§ TÂCHES DEMANDÉES:
1. Selon l'extrait sur Arcand, quelle controverse lui a permis de trouver un exutoire à ses convictions ?
2. Rédigez la suite de l'extrait sur Arcand, en reprenant après sa dernière phrase.

§ TEXTE RETENU:
□ □ □ □ □
S'inspirant du catholicisme (Arcand était animé d'un fervant penchant pour la religion, il était croyant, pratiquant, à la limite parfois fanatique et extrémiste) il fonde un parti très conservateur. C'est un homme qui a de grandes idées. Il souhaite d'abord redonner du travail aux gens, aider les agriculteurs, contrer la crise économique qui afflige les canadiens.
Il me semble que Arcand a toujours été raciste, mais que c'est à partir d'une controverse entourant le financement d'écoles juives qu'il trouvera un exutoire à ses convictions et des coupables à tous les maux du monde: les juifs. Ses journaux passent alors de publications satiriques à des feuilles de propagande haineuse. Son racisme virulent fait fuir ses annonceurs et ses journaux doivent régulièrement fermer leurs portes. Dès qu'il reçoit l'aide de mécènes qui approuvent son travail, il en ouvre d'autres.
□ □ □ □ □
§ ENREGISTREMENTS FOURNIS:
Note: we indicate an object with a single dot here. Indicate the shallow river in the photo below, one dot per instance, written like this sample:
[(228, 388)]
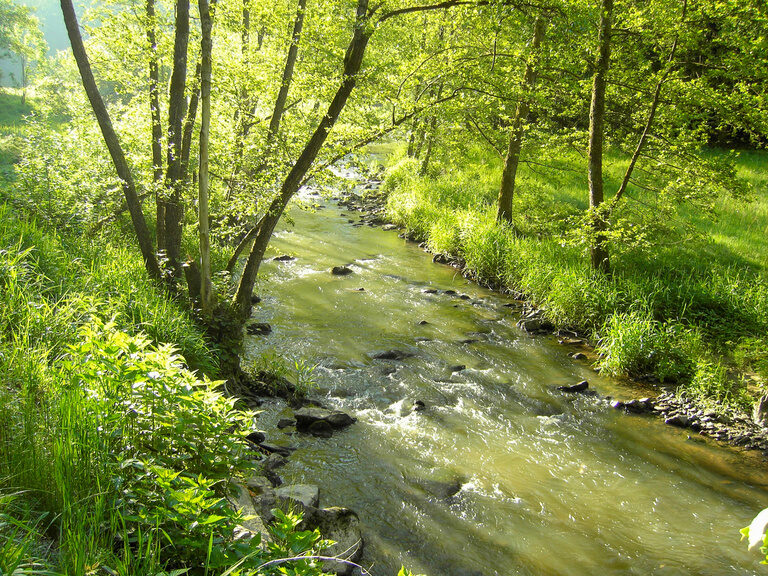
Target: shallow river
[(550, 483)]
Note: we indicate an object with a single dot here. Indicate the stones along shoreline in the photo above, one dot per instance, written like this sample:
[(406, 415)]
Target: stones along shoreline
[(726, 425)]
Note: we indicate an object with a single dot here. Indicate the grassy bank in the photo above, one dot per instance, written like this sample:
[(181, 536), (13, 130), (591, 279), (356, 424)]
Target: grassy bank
[(115, 458), (687, 303)]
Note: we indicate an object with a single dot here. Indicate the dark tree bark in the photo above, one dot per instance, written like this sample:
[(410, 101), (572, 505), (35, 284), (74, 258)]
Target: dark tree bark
[(244, 107), (174, 212), (206, 285), (111, 139), (285, 84), (353, 60), (430, 135), (512, 159), (651, 116), (157, 127), (598, 251), (189, 120)]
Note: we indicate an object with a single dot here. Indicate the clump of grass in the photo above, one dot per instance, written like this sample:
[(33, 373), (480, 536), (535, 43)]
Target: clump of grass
[(669, 305)]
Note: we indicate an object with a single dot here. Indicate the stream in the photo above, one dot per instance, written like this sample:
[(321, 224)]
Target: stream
[(501, 474)]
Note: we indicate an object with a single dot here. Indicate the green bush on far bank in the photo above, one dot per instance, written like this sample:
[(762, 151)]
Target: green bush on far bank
[(683, 304)]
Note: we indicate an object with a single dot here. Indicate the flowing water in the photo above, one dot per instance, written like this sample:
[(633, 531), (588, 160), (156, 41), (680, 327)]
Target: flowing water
[(548, 483)]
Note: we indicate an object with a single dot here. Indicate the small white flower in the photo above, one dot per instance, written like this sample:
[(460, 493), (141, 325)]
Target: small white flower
[(757, 529)]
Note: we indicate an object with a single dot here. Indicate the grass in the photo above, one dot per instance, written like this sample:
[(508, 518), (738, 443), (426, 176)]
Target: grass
[(687, 302), (12, 128)]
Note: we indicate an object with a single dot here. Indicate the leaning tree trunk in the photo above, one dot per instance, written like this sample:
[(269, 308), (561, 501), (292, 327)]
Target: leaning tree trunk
[(176, 109), (205, 119), (353, 60), (285, 84), (189, 120), (598, 251), (111, 139), (512, 160), (157, 127)]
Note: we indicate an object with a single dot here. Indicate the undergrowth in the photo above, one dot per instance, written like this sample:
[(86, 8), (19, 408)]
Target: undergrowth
[(116, 458)]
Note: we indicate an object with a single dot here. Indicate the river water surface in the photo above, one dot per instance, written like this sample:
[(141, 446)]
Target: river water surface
[(550, 483)]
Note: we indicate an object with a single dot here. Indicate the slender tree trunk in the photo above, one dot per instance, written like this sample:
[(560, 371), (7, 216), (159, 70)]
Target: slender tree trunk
[(598, 251), (244, 107), (651, 116), (23, 80), (189, 120), (430, 140), (512, 160), (285, 84), (111, 139), (243, 244), (430, 135), (352, 62), (176, 109), (206, 285), (412, 140), (157, 127)]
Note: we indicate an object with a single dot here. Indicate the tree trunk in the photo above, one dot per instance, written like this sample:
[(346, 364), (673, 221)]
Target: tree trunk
[(111, 139), (189, 121), (512, 160), (174, 212), (353, 60), (430, 140), (285, 84), (598, 251), (157, 127), (244, 108), (206, 285)]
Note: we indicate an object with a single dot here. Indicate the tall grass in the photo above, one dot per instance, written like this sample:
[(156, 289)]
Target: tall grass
[(690, 309)]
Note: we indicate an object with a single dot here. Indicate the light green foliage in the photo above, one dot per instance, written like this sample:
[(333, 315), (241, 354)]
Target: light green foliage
[(633, 343), (755, 533), (21, 537), (279, 368), (663, 311), (20, 37)]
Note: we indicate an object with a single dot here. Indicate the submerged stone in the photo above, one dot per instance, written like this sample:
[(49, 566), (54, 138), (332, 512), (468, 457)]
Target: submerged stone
[(580, 387), (259, 329), (341, 271), (392, 355)]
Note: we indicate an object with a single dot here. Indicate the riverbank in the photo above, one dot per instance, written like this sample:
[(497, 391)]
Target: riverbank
[(715, 411), (116, 448)]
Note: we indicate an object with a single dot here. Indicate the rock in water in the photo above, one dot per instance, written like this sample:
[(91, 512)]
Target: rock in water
[(392, 355), (308, 495), (341, 271), (321, 429), (256, 437), (760, 412), (259, 329), (341, 525), (580, 387), (319, 421)]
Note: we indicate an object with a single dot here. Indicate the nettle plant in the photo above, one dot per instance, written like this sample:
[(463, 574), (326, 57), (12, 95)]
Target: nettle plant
[(171, 442)]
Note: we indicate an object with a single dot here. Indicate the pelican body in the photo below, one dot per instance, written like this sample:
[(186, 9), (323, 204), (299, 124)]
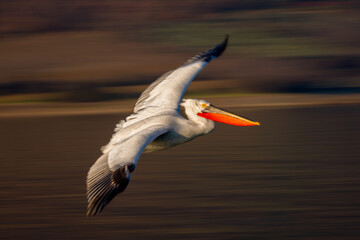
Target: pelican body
[(156, 124)]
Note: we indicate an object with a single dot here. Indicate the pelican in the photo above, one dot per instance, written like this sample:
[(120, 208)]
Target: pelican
[(156, 124)]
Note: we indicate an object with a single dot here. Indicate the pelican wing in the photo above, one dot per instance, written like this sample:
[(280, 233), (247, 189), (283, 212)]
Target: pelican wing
[(110, 174), (168, 90)]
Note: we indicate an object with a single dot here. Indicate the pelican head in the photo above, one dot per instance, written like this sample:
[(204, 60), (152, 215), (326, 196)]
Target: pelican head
[(204, 109)]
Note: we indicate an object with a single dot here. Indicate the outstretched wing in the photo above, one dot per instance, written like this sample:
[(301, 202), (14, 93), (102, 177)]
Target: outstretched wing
[(168, 90), (110, 174)]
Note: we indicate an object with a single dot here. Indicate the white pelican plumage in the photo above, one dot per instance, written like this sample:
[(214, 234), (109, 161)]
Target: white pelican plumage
[(156, 124)]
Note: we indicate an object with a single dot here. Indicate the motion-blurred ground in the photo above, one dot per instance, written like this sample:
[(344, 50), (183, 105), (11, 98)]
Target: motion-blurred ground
[(69, 71)]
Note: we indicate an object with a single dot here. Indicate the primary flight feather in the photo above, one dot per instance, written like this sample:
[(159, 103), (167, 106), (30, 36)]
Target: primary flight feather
[(156, 124)]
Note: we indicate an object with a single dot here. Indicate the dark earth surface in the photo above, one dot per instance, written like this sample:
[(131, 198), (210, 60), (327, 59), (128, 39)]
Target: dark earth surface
[(297, 176)]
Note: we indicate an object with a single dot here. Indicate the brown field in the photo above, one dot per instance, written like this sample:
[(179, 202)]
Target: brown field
[(295, 177)]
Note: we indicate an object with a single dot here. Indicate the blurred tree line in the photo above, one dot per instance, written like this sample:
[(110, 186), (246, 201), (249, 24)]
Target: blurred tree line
[(275, 46)]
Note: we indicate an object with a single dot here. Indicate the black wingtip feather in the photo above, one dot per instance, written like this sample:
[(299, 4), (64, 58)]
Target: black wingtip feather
[(212, 53), (103, 184)]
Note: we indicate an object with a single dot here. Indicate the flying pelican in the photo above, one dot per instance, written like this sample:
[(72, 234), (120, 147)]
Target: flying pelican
[(156, 124)]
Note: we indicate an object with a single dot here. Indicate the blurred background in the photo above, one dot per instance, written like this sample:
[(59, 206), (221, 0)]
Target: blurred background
[(83, 51), (70, 70)]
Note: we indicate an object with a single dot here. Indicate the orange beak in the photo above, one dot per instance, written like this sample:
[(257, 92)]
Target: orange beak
[(219, 115)]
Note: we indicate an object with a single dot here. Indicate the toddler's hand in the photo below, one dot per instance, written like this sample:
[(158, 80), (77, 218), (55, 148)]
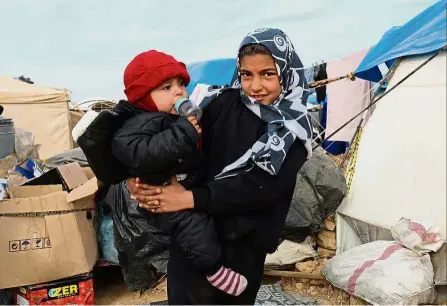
□ □ □ □ □
§ RÉPONSES AUX EXERCICES:
1. Une controverse entourant le financement d'écoles juives.

2.
Tout au long de ma lecture, j'ai été horrifiée par ce que je découvrais. On nous parle si peu de la Guerre et du nazisme comme étant quelque chose qui nous impliquait aussi chez nous, que cette partie de l'histoire demeure inconnue pour plusieurs et reste souvent confinée, dans nos esprits, à l'Europe. Le parti d'Arcand (le PNSC, Parti National Social Chrétien) recevait tout de même l'appui du public, puisqu'il demandait des choses pouvant aider les canadiens, les ouvriers, les fermiers et les pauvres. Arcand a toujours eu des problèmes d'argent et gagnait peu pour vivre et faire vivre sa famille, ce qui le rapprochait probablement de la classe ouvrière. Il présente des solutions à la crise économique, mais parallèlement, voue une haine féroce aux juifs.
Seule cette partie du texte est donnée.